— start Records shown —

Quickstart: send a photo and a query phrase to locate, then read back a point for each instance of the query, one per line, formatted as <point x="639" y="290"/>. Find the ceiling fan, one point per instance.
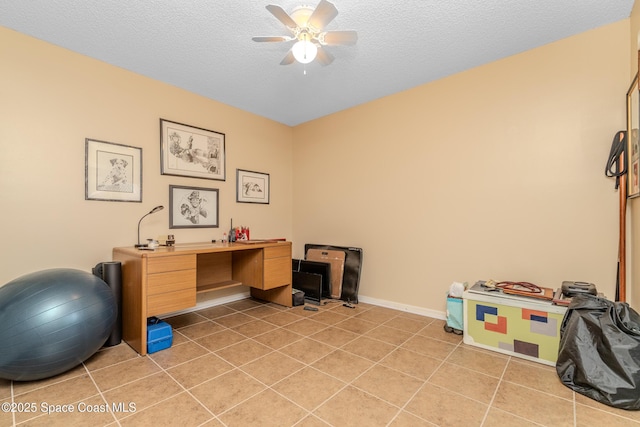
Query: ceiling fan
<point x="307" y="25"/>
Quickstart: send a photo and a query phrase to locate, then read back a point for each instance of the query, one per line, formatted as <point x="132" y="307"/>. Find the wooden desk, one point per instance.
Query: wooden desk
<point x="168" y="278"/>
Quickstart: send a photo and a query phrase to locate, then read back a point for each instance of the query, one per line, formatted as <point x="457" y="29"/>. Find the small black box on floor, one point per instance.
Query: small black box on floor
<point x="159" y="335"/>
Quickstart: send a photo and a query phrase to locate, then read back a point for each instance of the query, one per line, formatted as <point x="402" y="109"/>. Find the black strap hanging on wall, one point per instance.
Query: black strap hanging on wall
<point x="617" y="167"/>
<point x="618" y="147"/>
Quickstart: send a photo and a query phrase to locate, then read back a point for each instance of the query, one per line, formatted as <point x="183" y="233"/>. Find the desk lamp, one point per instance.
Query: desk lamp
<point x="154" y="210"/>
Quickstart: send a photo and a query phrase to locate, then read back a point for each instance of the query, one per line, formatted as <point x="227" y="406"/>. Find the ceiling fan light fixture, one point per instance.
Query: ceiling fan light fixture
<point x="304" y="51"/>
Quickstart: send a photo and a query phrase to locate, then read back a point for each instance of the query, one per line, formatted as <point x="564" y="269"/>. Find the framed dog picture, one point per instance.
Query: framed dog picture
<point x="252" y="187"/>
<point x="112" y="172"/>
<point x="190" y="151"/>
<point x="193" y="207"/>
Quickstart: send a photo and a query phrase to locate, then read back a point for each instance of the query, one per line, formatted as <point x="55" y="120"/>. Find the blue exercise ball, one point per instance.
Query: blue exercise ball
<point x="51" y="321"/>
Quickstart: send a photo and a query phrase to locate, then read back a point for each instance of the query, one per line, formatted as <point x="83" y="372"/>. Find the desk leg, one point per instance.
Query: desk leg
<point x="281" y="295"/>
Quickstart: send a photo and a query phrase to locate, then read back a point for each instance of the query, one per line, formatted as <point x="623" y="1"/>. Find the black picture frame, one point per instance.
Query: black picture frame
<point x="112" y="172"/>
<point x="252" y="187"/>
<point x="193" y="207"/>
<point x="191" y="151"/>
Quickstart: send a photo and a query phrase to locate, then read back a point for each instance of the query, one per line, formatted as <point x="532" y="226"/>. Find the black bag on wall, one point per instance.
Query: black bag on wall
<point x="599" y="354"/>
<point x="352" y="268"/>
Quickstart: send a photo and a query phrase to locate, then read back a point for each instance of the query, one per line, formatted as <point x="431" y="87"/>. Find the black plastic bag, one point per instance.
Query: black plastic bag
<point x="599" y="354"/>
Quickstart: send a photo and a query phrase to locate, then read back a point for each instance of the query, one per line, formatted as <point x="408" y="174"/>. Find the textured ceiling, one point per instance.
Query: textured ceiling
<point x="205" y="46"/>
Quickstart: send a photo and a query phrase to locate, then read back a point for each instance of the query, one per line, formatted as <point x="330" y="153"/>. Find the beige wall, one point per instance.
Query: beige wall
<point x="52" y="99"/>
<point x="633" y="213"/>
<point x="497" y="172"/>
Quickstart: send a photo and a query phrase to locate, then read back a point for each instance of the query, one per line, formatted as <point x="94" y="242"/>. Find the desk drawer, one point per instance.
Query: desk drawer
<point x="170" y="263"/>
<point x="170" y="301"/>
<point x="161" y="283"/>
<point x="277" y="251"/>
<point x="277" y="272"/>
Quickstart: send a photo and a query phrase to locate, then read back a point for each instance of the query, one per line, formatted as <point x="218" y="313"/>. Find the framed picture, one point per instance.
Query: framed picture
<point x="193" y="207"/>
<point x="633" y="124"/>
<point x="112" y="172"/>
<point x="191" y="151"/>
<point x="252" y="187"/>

— end Records shown —

▶ **What you will do**
Return the material exactly as given, apart from the pictures.

▶ **Solution to this task**
Quickstart: send a photo and a query phrase to locate, then read back a point for each instance of the query, one per line, formatted as <point x="639" y="290"/>. Find the ceiling fan, one point per instance.
Query: ceiling fan
<point x="307" y="25"/>
Quickstart: send a photo and a query phrase to locate, then read back a point for each instance of the query, one per line, formatted as <point x="132" y="307"/>. Find the wooden desk, one point per instance.
Query: wooden desk
<point x="168" y="278"/>
Quickstart: send a photo and a query phrase to locate, then read back a point for each instance of the query, one per line, formatted as <point x="457" y="29"/>. Find the small black box on floor, one point per instance.
Query: small black box on floor
<point x="159" y="335"/>
Quickstart: send a photo and a query phrase to locate, then read back a point for each instance of the query, one per line, formatted as <point x="402" y="109"/>. Find the black strap hanging on wall, one point per instance.
Query: black strap hanging on wall
<point x="617" y="167"/>
<point x="618" y="147"/>
Quickstart: send a photo and a query phrase to locate, then read back a point for each instance of the query, one per line, formatted as <point x="183" y="233"/>. Find the desk lamp, one point per instance.
Query: desk lamp
<point x="154" y="210"/>
Quickstart: send a photo and a query phrase to locate, then read back a point for each instance of the query, one per line, formatted as <point x="227" y="406"/>. Find the ceiling fan light fixture, one point per instance.
Query: ceiling fan light fixture
<point x="304" y="51"/>
Quickstart: send a photo and a query phrase to locate, then read back a point for each instance of the query, one per line, formatted as <point x="564" y="269"/>. Find the framed dog picture, one point per instance.
Query: framed dog picture
<point x="252" y="187"/>
<point x="112" y="172"/>
<point x="190" y="151"/>
<point x="193" y="207"/>
Quickstart: send a photo and a query phrase to locate, then read back a point for each instance of the query, one per line, formatted as <point x="55" y="120"/>. Find the blue exercise ball, one point per instance.
Query: blue exercise ball
<point x="51" y="321"/>
Quickstart: send a photo and a query phrase to locate, then read back a point for each instance of the query, one per line, formatted as <point x="83" y="372"/>. Find the desk leg, one point per instance.
Query: desk leg
<point x="281" y="295"/>
Quickstart: send a photo and a query phrase to locate, then read back a point for each instance of the query, one per line, formatted as <point x="623" y="1"/>. Find the black picture frame, one point per instance.
Query: black picture frame
<point x="112" y="172"/>
<point x="252" y="187"/>
<point x="193" y="207"/>
<point x="191" y="151"/>
Quickstart: send a photo and a query phrase to locate, then read back a point for each instance of the query, one per line, formatted as <point x="532" y="226"/>. Find the black bag on wall, one point per instance.
Query: black bag on wall
<point x="599" y="354"/>
<point x="352" y="268"/>
Quickstart: send a photo and a query phrase to locate, then read back a point for each instance of the query, one per line, formatted as <point x="431" y="87"/>. Find the black plastic bag, one point per instance.
Query: black plastic bag
<point x="599" y="354"/>
Quickstart: send a photo and a query phrase to locate, then read back a point for each instance of the query, one per line, formatted as <point x="408" y="174"/>. Find the textured ceiling, one point per instance.
Query: textured ceiling
<point x="205" y="46"/>
Quickstart: send a photo and a query phrase to locate, then read back a point for each instance of the query, one per line, formatted as <point x="330" y="153"/>. Find the beige wall, one point per instance.
Query: beige wall
<point x="52" y="99"/>
<point x="633" y="213"/>
<point x="497" y="172"/>
Quickstart: send a photo and a query phrase to locate, then read back a point for each instance of the query, one per line, formatted as <point x="94" y="242"/>. Find the desk drawer, one point per instance.
Query: desk drawer
<point x="170" y="263"/>
<point x="170" y="301"/>
<point x="161" y="283"/>
<point x="277" y="251"/>
<point x="277" y="272"/>
Quickstart: send a photo and a query phrase to locate, then read back a point for each instance of the query, one per line, formatted as <point x="218" y="313"/>. Find the framed picture, one point per instance.
Query: framed picture
<point x="193" y="207"/>
<point x="633" y="124"/>
<point x="112" y="172"/>
<point x="191" y="151"/>
<point x="252" y="187"/>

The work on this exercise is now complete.